===== Task inputs =====

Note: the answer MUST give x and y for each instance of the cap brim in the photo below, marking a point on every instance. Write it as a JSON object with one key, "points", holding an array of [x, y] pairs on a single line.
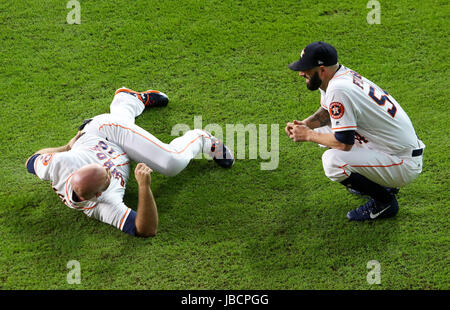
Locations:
{"points": [[298, 66]]}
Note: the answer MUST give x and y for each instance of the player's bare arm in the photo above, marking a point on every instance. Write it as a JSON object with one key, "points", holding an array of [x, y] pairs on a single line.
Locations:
{"points": [[302, 133], [318, 119], [147, 213], [59, 149]]}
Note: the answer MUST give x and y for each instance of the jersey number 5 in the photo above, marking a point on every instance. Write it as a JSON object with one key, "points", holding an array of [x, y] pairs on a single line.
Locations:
{"points": [[382, 100]]}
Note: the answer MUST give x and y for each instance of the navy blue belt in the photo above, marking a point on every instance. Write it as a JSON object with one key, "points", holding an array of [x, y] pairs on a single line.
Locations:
{"points": [[417, 152]]}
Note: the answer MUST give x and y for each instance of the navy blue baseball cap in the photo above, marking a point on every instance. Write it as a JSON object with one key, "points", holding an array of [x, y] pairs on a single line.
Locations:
{"points": [[314, 55]]}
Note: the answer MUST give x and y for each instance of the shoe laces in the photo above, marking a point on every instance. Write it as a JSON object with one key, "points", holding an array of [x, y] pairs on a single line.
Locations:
{"points": [[367, 207]]}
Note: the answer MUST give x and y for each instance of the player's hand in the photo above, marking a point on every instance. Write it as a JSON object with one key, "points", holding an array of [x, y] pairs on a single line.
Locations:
{"points": [[142, 174], [290, 126], [73, 140], [300, 133]]}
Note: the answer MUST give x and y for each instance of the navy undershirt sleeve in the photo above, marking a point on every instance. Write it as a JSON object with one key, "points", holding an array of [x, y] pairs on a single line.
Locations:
{"points": [[130, 224], [347, 136], [30, 164]]}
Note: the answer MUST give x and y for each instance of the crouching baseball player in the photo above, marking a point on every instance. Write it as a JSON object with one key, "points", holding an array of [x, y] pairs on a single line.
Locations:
{"points": [[90, 172], [374, 149]]}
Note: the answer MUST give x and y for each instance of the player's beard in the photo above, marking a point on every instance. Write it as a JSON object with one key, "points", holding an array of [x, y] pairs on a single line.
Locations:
{"points": [[314, 82]]}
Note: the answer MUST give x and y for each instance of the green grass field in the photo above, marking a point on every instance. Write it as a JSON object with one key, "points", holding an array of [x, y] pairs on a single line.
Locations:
{"points": [[226, 61]]}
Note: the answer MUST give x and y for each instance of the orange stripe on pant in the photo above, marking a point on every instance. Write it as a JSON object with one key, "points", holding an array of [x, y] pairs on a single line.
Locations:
{"points": [[370, 166], [161, 147]]}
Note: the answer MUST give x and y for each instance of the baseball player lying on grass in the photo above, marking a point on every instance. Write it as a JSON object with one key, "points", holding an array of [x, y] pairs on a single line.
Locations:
{"points": [[374, 149], [90, 172]]}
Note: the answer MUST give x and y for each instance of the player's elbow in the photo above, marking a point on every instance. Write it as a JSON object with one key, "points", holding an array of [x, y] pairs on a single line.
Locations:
{"points": [[345, 147]]}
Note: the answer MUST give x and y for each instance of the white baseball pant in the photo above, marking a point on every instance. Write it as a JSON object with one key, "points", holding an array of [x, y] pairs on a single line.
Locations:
{"points": [[119, 127], [381, 168]]}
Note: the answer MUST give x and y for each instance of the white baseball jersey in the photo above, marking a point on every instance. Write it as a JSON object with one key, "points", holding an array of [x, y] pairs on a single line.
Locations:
{"points": [[385, 137], [112, 140], [355, 103], [59, 167]]}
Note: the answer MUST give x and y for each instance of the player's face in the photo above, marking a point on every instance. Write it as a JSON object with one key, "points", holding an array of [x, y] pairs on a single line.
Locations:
{"points": [[313, 80]]}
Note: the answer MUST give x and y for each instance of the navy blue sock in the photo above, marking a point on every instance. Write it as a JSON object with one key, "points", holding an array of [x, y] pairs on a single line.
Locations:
{"points": [[365, 186]]}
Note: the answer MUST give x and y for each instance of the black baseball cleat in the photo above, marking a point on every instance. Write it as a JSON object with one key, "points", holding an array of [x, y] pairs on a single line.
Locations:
{"points": [[221, 153], [391, 190], [150, 98], [373, 209]]}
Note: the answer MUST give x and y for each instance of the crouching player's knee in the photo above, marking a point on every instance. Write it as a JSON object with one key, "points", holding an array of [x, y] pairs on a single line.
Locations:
{"points": [[334, 166]]}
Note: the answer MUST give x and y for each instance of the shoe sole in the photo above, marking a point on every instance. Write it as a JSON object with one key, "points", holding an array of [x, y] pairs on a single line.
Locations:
{"points": [[138, 94]]}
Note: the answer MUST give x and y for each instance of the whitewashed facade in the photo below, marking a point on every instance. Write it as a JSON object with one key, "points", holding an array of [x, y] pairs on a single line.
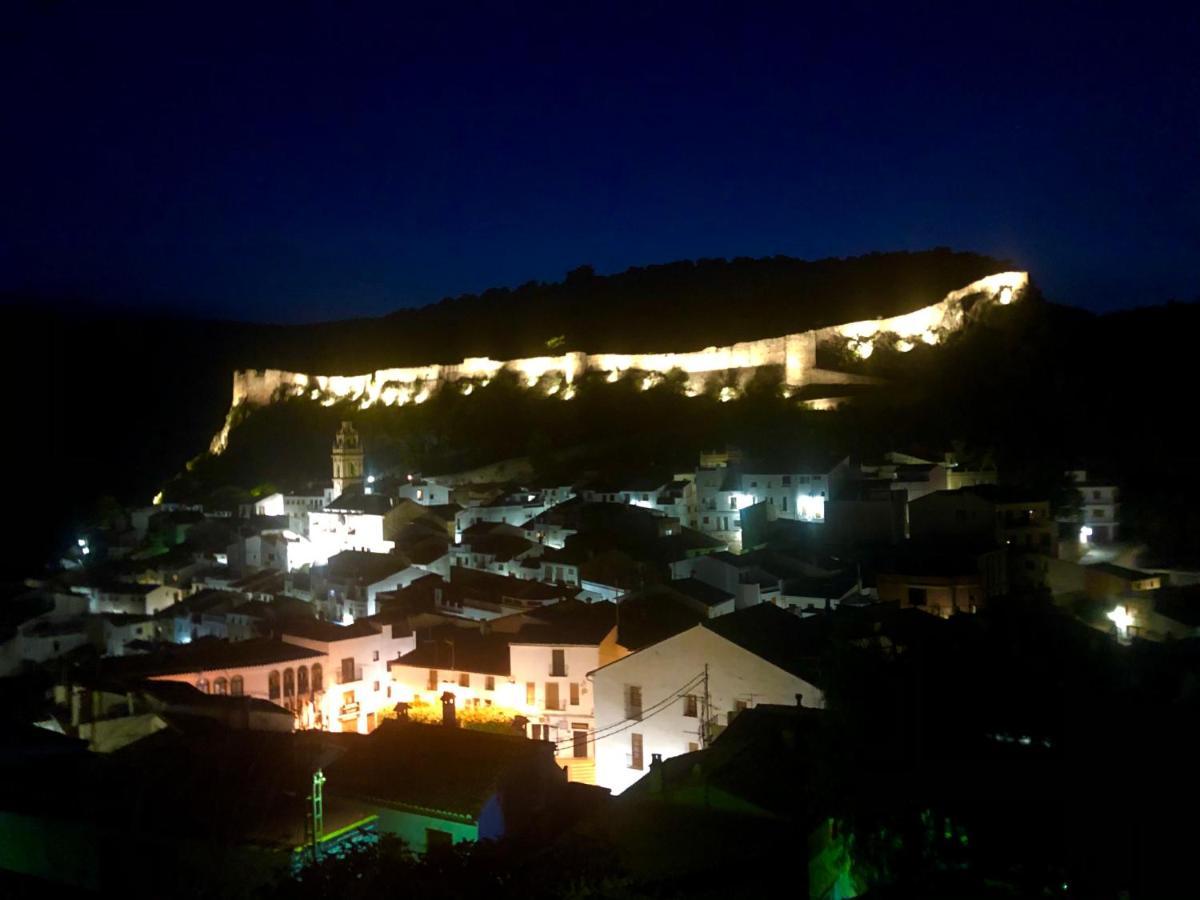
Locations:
{"points": [[653, 701]]}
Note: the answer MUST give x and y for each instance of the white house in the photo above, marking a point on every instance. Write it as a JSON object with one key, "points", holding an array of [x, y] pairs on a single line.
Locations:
{"points": [[797, 491], [281, 672], [533, 665], [41, 640], [358, 687], [130, 598], [281, 550], [675, 696], [552, 661], [363, 522], [347, 587], [425, 492], [295, 507]]}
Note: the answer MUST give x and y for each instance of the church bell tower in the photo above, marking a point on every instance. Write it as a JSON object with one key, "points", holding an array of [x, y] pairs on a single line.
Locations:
{"points": [[347, 461]]}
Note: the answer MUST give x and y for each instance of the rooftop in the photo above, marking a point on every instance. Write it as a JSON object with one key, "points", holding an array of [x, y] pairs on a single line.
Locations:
{"points": [[371, 504], [433, 767], [1119, 571], [784, 640], [459, 649], [570, 622], [365, 567], [205, 655], [327, 631], [701, 592]]}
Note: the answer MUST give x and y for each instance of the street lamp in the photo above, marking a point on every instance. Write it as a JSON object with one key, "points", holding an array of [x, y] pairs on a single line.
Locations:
{"points": [[1122, 618]]}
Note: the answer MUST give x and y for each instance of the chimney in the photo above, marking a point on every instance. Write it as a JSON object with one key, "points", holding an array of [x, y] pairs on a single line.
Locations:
{"points": [[449, 715]]}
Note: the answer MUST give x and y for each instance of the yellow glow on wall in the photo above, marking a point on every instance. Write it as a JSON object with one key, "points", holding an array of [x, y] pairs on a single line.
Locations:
{"points": [[795, 353]]}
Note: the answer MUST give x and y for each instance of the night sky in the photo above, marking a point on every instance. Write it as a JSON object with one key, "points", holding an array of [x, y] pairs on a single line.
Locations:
{"points": [[313, 161]]}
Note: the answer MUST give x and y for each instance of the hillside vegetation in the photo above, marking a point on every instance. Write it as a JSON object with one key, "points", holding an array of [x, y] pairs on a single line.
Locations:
{"points": [[117, 405]]}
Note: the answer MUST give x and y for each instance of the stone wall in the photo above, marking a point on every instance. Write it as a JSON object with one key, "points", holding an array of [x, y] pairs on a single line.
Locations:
{"points": [[795, 354]]}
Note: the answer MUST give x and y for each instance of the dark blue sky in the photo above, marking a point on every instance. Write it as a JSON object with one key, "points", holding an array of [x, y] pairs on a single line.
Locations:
{"points": [[310, 161]]}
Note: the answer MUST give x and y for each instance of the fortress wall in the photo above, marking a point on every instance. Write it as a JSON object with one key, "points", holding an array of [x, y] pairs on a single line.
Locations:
{"points": [[796, 354]]}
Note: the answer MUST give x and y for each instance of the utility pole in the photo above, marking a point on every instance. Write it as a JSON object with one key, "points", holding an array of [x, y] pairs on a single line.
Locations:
{"points": [[318, 813]]}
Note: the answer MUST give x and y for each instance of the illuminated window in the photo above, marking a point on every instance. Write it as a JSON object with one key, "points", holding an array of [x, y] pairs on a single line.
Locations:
{"points": [[634, 702]]}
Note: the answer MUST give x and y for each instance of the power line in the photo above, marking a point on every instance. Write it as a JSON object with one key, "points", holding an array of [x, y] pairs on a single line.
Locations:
{"points": [[625, 724], [648, 712]]}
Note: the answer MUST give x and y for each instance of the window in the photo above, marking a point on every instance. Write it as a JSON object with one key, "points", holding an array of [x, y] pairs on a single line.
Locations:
{"points": [[437, 839], [634, 702], [738, 706]]}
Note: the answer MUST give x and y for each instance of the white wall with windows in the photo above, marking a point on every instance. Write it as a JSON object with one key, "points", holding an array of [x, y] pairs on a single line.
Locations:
{"points": [[652, 701]]}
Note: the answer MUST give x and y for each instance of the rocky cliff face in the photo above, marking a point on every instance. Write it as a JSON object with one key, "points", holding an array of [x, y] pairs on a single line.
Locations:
{"points": [[795, 354]]}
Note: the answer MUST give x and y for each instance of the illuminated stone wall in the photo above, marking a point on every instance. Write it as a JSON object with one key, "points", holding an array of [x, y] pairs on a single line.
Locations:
{"points": [[796, 354]]}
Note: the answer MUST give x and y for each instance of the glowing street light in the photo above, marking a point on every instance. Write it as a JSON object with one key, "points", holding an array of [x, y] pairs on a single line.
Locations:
{"points": [[1122, 618]]}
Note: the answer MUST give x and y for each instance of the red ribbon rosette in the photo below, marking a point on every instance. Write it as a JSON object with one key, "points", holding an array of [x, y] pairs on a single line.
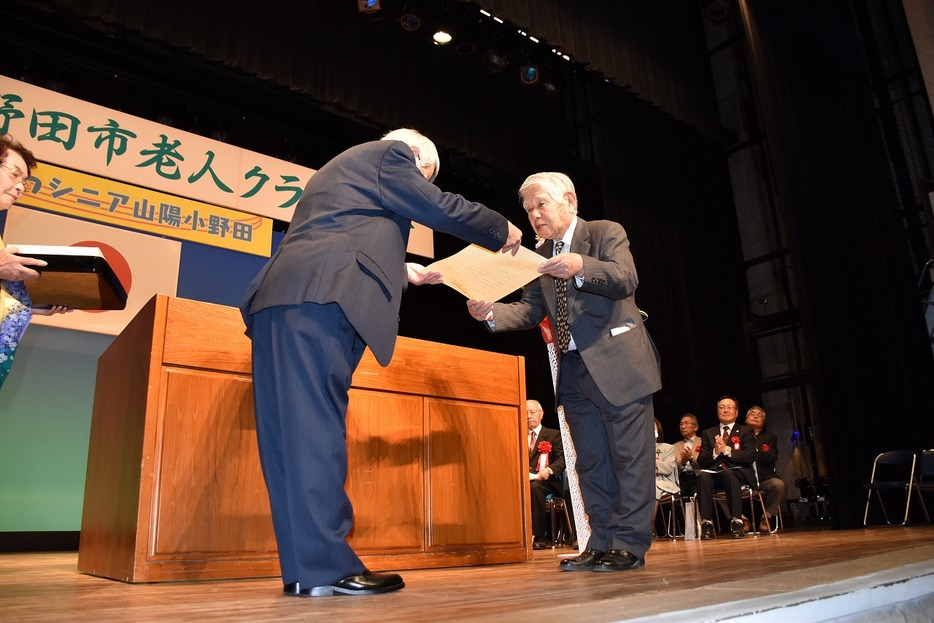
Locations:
{"points": [[544, 448]]}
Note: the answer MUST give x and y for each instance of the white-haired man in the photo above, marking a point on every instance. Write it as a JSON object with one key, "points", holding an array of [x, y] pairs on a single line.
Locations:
{"points": [[331, 289], [608, 368]]}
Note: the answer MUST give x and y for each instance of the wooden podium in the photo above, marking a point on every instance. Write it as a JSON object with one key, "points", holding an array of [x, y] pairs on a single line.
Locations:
{"points": [[437, 462]]}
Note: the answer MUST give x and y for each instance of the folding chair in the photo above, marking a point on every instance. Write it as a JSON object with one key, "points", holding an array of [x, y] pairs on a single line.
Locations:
{"points": [[893, 471]]}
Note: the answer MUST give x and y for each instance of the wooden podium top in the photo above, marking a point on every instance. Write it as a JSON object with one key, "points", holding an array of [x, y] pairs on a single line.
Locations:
{"points": [[211, 336]]}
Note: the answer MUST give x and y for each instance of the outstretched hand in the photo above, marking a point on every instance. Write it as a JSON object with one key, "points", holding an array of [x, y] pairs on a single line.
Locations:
{"points": [[513, 240], [420, 276], [480, 310], [51, 311], [15, 267]]}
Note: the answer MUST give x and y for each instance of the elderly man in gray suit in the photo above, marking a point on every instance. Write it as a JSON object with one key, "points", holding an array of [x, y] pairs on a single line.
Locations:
{"points": [[331, 289], [608, 367]]}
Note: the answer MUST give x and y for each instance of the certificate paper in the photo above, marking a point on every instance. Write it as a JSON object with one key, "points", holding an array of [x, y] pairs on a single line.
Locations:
{"points": [[488, 275]]}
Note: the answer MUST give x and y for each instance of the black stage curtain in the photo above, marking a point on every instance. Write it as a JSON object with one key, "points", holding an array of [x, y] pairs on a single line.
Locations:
{"points": [[870, 357]]}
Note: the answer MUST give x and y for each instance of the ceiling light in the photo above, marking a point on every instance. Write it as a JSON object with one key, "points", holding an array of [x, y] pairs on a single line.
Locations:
{"points": [[494, 61], [368, 6], [528, 74]]}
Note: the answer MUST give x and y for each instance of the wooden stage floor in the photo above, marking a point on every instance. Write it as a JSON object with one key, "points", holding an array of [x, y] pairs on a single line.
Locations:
{"points": [[679, 576]]}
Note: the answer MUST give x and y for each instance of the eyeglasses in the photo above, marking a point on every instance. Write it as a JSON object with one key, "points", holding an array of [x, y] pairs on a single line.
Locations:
{"points": [[14, 172]]}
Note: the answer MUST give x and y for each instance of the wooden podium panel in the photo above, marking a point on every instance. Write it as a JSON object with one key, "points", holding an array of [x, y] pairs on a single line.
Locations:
{"points": [[174, 490]]}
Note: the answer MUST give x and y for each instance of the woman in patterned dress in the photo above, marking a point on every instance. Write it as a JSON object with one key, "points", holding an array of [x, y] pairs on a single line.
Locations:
{"points": [[15, 307]]}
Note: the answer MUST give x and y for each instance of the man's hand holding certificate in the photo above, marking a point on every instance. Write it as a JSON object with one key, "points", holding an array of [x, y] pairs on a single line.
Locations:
{"points": [[488, 275]]}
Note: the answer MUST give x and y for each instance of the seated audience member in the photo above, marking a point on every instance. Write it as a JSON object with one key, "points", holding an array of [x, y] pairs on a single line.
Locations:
{"points": [[666, 469], [770, 483], [546, 464], [726, 458], [686, 454]]}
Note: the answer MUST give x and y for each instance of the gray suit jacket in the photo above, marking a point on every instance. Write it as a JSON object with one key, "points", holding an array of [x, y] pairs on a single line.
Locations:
{"points": [[605, 323], [346, 242]]}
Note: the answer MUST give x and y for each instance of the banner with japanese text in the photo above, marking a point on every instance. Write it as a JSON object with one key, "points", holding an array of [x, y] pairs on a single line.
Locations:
{"points": [[87, 138], [90, 197]]}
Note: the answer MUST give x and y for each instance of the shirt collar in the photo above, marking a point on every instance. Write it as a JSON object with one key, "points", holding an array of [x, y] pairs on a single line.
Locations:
{"points": [[568, 236]]}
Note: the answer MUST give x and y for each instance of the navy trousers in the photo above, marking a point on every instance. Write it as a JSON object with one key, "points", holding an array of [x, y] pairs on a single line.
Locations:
{"points": [[304, 357]]}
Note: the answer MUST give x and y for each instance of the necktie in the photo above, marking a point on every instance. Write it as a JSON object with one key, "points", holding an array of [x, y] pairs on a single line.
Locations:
{"points": [[561, 290]]}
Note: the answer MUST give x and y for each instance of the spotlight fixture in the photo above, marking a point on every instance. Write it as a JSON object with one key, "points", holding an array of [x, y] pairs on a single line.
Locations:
{"points": [[494, 61], [549, 89], [368, 6], [528, 74]]}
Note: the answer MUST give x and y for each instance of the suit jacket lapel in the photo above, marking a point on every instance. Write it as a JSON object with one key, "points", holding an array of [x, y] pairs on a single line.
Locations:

=====

Task: Repeat exactly, and only, the lines from the line containing "of the gray" through the last line of the records above, both included.

Result of the task:
Note: the answer MUST give x and y for each instance of the gray suit jacket in the photo above, marking a point on every instance. Write it as a JSON object with one key, "points", holding an array of [x, y] pairs on a single line.
Locations:
{"points": [[605, 323], [346, 242]]}
Note: the answer MUST give x and y for each instance of the banner with japanese text in the photo above, marking a point on every instance. Write it as a JSON object with one key, "points", holding an array of [x, y] pairs on a single line.
Locations:
{"points": [[87, 138], [90, 197]]}
Note: the answer MUST give x and y for each instance of the shirt collar in the photo above, marking a point on every instance. Write it as a JSON object with one key, "points", holding an array of [x, y] pairs on a single line.
Locations:
{"points": [[568, 236]]}
Note: the answer MUST give x and y for each instance of the navy trousers in the photo above, marking a point on every instance. Write it as a JSON object with one key, "points", holding an array of [x, y] pairs on a single line.
Locations:
{"points": [[304, 357]]}
Note: the answer MUST give x and y for each instance of the necktie in the photo above, marking a point on every instance. Write it as a JSON object with one key, "points", holding an array of [x, y] pairs on a single line.
Locations:
{"points": [[561, 290]]}
Note: the answer MUST give x and y for each instance of the spotlight fixture in the photo above, marking a point on every instance. Write it as a JSON object with one key, "points", holding an array of [x, y] pairs on a single line.
Locations:
{"points": [[494, 61], [549, 89], [368, 6], [528, 74]]}
Note: the answer MUST give x and y for each instance of the suit jacket lapel in the photo above, marking a point on every instance. Write it as a JSON object with one key, "points", holding an array of [x, y] pairs on a single line.
Locations:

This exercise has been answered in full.